PASSAGE TO READ
---

Their straightforward sales pitch and willingness to design a cart specific to his facility’s needs enticed Spivey and his team into further conversations with the company. Spivey decided to include a JACO mobile cart in a demo week at Williamson not long after HIMSS. Nursing staff on each floor of the hospital extensively tested three carts from three different vendors. The IT staff also took time to check out every angle of the carts.

“In the end, it was a consensus choice,” Spivey says. “Four out of five people that looked at the carts selected the JACO UltraLite 520 cart. The fifth-wheel steering mechanism (TRAC steering) was a big win with the nursing staff who participated in the demo. They immediately noticed it made the cart even easier to maneuver. The cart’s metal construction was a hit with maintenance, IT, and nursing. It made it easy to clean and offered a high level of durability, both of which were big drivers in the decision.

Rolling Out Carts Just In Time
Spivey decided to purchase 75 carts in April, 2012, just two months before the hospital’s impending go-live on the new MEDITECH system. While he was enthusiastic about tripling his mobile cart fleet and putting the abandoned carts out to pasture, he also was anxious about having the new carts assembled and ready to use by June 1.

---

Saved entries
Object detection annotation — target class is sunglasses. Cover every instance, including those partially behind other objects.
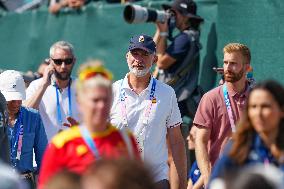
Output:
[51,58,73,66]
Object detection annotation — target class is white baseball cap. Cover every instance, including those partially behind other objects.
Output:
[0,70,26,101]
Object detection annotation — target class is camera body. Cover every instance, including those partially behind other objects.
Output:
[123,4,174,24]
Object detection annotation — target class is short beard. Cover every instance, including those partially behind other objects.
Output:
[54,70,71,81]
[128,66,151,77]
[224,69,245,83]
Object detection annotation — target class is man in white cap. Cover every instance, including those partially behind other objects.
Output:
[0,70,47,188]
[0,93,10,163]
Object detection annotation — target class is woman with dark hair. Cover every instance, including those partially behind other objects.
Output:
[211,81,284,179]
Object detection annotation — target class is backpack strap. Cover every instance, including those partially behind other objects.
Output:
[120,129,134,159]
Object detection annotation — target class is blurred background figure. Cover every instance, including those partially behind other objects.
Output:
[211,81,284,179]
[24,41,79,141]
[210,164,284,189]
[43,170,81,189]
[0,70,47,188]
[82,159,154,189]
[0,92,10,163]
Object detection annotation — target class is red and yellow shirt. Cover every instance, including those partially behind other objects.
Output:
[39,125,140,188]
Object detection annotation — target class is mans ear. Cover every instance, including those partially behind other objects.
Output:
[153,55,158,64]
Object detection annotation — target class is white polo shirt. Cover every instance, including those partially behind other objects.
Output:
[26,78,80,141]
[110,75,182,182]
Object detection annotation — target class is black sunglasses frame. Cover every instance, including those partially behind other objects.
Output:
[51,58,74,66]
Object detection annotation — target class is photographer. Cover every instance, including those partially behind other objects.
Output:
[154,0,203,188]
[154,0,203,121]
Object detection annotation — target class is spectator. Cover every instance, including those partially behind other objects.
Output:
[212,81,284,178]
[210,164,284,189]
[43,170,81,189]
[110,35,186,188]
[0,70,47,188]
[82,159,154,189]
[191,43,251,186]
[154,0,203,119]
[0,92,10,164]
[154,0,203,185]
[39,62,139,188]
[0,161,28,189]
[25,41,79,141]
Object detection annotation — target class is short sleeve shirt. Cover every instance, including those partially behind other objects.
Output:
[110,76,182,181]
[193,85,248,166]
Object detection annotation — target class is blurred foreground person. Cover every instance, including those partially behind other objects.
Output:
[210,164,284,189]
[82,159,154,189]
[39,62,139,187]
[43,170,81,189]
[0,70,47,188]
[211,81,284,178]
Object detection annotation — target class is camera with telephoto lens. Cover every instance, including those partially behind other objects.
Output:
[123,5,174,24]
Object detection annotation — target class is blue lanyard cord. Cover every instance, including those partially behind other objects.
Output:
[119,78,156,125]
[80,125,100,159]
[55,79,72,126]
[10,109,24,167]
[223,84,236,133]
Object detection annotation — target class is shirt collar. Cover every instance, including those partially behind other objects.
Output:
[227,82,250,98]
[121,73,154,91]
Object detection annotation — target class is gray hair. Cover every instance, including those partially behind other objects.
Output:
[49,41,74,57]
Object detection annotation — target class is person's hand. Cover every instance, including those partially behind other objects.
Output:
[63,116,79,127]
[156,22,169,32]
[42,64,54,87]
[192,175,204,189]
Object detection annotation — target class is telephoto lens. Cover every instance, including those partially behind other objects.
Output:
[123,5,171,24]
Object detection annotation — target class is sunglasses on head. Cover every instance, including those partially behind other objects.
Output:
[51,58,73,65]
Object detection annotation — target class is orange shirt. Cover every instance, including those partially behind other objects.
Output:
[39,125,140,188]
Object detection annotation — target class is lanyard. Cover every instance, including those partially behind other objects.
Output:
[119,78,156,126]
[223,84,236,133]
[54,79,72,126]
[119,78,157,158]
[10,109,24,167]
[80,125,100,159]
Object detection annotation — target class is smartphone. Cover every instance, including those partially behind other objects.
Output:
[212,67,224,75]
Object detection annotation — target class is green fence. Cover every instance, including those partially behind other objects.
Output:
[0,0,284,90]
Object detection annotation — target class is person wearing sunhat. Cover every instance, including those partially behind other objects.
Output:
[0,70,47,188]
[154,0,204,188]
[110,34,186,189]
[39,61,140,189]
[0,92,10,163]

---

USING THE INFORMATION
[1] Using the passage about the hospital's mobile carts, decide whether each statement agrees with it: (a) nursing staff tested carts from three different vendors, (b) all five people who looked at the carts chose the JACO UltraLite 520, and (c) Spivey bought 75 carts in April 2012. Answer yes or no for each, quoting the words from the passage that decide it.
[2] Write a continuation of the passage about the hospital's mobile carts, starting after its final sentence.

EXERCISE RESPONSES
[1]
(a) Yes: "Nursing staff on each floor of the hospital extensively tested three carts from three different vendors."
(b) No: "Four out of five people that looked at the carts selected the JACO UltraLite 520 cart."
(c) Yes: "Spivey decided to purchase 75 carts in April, 2012"

[2]
He and his team assembled the carts the weekend before flipping the switch on the hospital’s new EMR the following Friday. “We put together 75 carts in three days with our in-house assembly line,” he says, adding that it turned out to be a great team-building exercise for the IT team. “We were happy the carts came in with zero deficiencies, too,” he notes. “We didn’t have to send a single cart back.”

Winning Nursing Buy-In
Spivey was also pleased that nursing staff had no significant adoption issues with the new carts. Aside from transitional adjustments, such as getting used to keyboard and mouse placement on the carts, the biggest challenge nurses faced was learning when and how to engage the fifth wheel, which enables greater maneuverability around tight hospital corners.

“Nursing staff, with the exception of the subset who became familiar with the fifth wheel’s purpose during the demo, thought it was a brake initially,” Spivey recounts, “but once we taught them what it was, it now stays engaged all the time. It makes it so much easier for nurses to maneuver down the halls.”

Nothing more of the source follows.